> _EXCERPT TO READ_
────────

Bob also pointed out something I was thinking. Chuck jaws are supposed to be hard. You shouldn't be able to file it. I would take a dremel or similar tool with a Aluminum Oxide wheel dressed to the appropriate angle as the best way to address this, but a small edge break on the body of the chuck would be the simplest, easiest way to handle it. Chuck bodies are cast iron, cast steel or semi-steel. All easily cut with a file. For all the paranoids out there, run some masking tape across the slot to keep the filings out of the scroll. Stick magnets where they will catch the rest. Just think ahead a little and you won't have a problem. Oh, a diamond file would cut it, but not well, and not fast.....most of them are pretty fine.

Of course, if the chuck won't perform, swap it out. Odds are that you won't be any worse off on runout, and that you won't see a bad chuck jaw again.


Matt, I guess this could be one more small thing to add to your final outgoing inspection, which I don't doubt is already lengthy.


----------



## lpeedin (May 8, 2016)

qualitymachinetools said:


> If the runout on it is good, and thats all it is, if it was me, (As already suggested) I would just touch it with a dremel or something if you want to. I can swap it out, no question at all about that, but then you might be a little worse off than before with the runout.  That is what I would worry about the most, is how true it runs. If it is off in that aspect, swap it out, if its good there, I'd work on it a bit.
> 
> If you dont have a dremel, Maybe even just break the edge of the chuck body with a file where that relief would be, that would have about the same result.



Thanks for the response Matt. Runout is the whole reason I hadn't already contacted you or done any grinding. I am thrilled with the LACK of runout. This Chuck has less than .001 runout. I've never seen that in another 3 jaw. I'm kinda dreading the day I need to install the 4 jaw. 

I think I will live with the tightness for a while, but I do appreciate your & all the other's responses.


----------



## FLguy (May 10, 2016)

Last Saturday I said I had the same problem and that I was going to use diamond powder, well I did that this morning but what I found with chuck disassembly was the scrolls outer edge, (the side the jaws fit up with), and it's matting surface were rough and showing 2 polished spots. I used 3000 grit diamond paste there only. A little Lithium grease and it's very smooth now.


----------



## lpeedin (May 10, 2016)

FLguy said:


> Last Saturday I said I had the same problem and that I was going to use diamond powder, well I did that this morning but what I found with chuck disassembly was the scrolls outer edge, (the side the jaws fit up with), and it's matting surface were rough and showing 2 polished spots. I used 3000 grit diamond paste there only. A little Lithium grease and it's very smooth now.



Thanks for the feedback.


----------

────────

> _DATA ENTRIES_

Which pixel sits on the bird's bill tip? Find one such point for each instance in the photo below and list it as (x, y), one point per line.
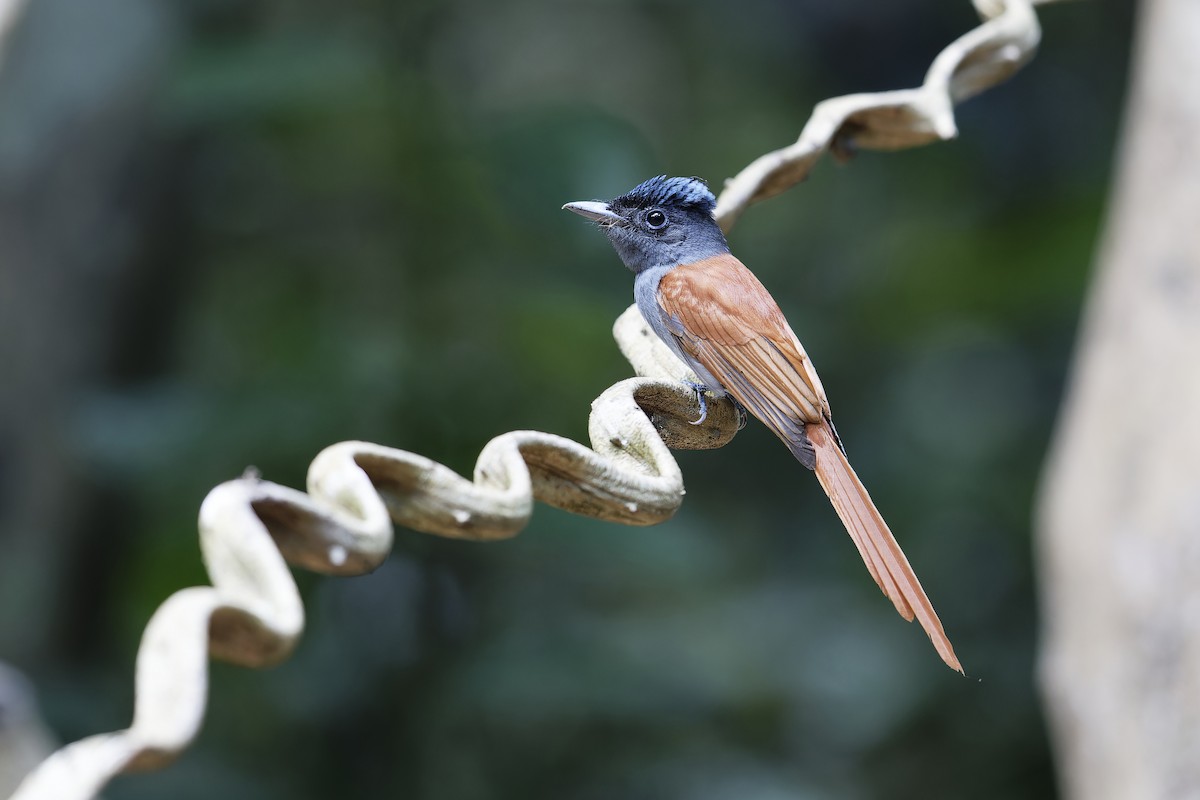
(594, 210)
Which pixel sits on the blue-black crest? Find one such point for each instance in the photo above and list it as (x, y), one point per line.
(678, 192)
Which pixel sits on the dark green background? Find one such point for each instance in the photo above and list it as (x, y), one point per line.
(351, 229)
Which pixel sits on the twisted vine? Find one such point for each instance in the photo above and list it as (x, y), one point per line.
(251, 529)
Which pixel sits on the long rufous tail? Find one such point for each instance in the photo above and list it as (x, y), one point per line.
(875, 542)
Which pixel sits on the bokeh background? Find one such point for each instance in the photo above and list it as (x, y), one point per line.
(235, 232)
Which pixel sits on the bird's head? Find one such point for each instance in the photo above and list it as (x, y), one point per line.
(660, 222)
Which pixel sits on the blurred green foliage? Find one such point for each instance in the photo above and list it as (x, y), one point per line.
(361, 236)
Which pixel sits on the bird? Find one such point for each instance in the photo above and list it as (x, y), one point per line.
(720, 320)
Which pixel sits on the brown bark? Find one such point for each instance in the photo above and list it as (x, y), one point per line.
(1120, 513)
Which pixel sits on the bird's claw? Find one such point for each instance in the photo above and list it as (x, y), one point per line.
(700, 389)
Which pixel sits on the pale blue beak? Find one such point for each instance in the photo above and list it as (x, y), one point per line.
(595, 211)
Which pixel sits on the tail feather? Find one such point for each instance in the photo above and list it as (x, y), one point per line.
(875, 542)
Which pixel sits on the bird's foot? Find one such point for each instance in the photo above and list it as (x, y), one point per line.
(743, 417)
(700, 389)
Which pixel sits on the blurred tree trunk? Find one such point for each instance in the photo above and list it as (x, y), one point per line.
(1120, 513)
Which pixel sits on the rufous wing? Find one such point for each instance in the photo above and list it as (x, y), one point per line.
(724, 318)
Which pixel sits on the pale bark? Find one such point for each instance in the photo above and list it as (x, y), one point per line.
(1120, 516)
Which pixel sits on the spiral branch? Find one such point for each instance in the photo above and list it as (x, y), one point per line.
(895, 120)
(251, 529)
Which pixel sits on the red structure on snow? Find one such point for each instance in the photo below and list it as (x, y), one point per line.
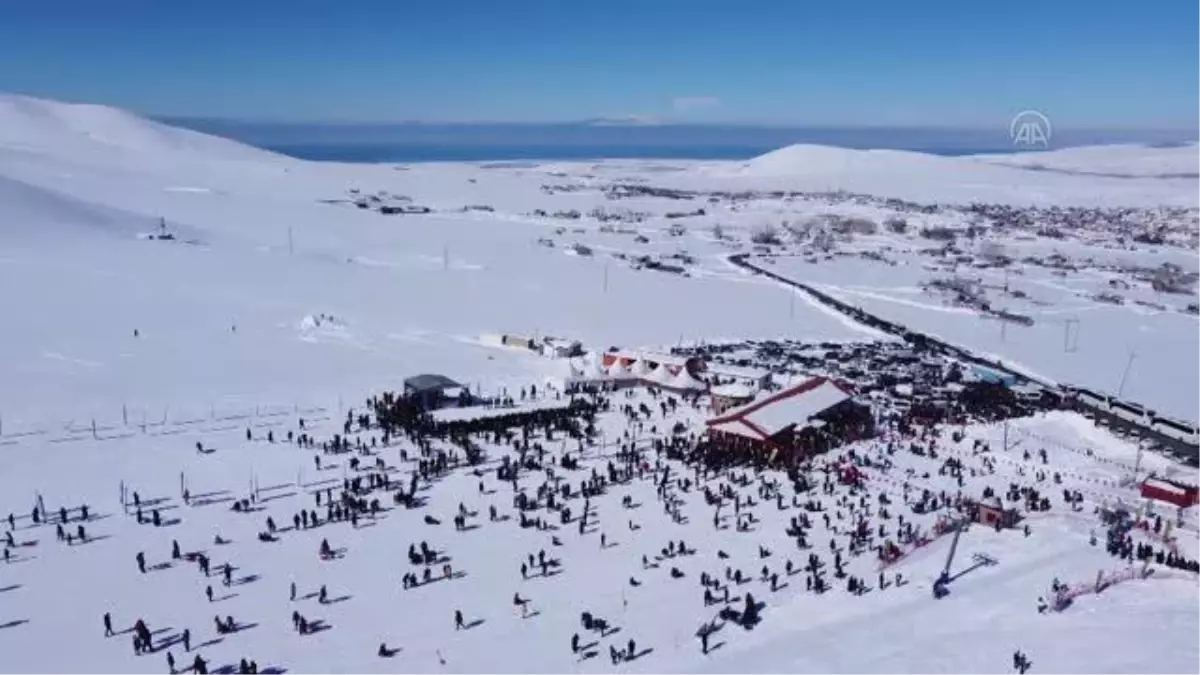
(1169, 491)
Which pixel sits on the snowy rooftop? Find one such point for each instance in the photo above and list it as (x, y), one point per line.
(774, 412)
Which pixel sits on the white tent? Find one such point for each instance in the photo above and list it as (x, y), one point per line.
(685, 381)
(659, 376)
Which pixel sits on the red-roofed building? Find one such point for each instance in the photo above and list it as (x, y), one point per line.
(1169, 491)
(803, 419)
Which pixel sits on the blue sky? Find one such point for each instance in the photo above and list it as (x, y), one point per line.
(933, 63)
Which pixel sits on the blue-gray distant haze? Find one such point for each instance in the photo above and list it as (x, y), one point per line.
(415, 142)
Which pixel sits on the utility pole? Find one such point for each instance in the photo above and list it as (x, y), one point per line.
(1068, 344)
(1125, 375)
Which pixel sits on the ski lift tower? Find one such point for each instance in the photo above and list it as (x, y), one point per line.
(943, 579)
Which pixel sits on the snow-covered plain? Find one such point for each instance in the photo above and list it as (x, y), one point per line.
(279, 299)
(1074, 339)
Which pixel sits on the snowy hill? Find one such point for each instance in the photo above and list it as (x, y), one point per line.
(42, 125)
(1111, 160)
(990, 178)
(237, 363)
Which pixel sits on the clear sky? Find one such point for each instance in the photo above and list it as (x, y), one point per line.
(930, 63)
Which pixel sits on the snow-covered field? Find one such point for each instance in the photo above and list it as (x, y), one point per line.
(279, 298)
(1074, 339)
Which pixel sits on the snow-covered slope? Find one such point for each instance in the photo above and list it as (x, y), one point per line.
(1128, 160)
(41, 125)
(282, 299)
(921, 177)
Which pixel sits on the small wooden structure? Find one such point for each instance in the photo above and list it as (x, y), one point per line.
(732, 395)
(990, 512)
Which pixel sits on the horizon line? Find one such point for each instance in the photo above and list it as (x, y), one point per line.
(607, 123)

────────

> _SHORT EXERCISE 1_
Reproduce the part of the chuck thread that begins at the words "Matt, I guess" and stops after "(May 8, 2016)".
> _SHORT EXERCISE 2_
In the chuck thread, what grit of diamond paste did FLguy use on the scroll?
The records have no connection to the chuck thread.

> _WRITTEN ANSWER 1_
Matt, I guess this could be one more small thing to add to your final outgoing inspection, which I don't doubt is already lengthy.


----------



## lpeedin (May 8, 2016)

> _WRITTEN ANSWER 2_
3000 grit.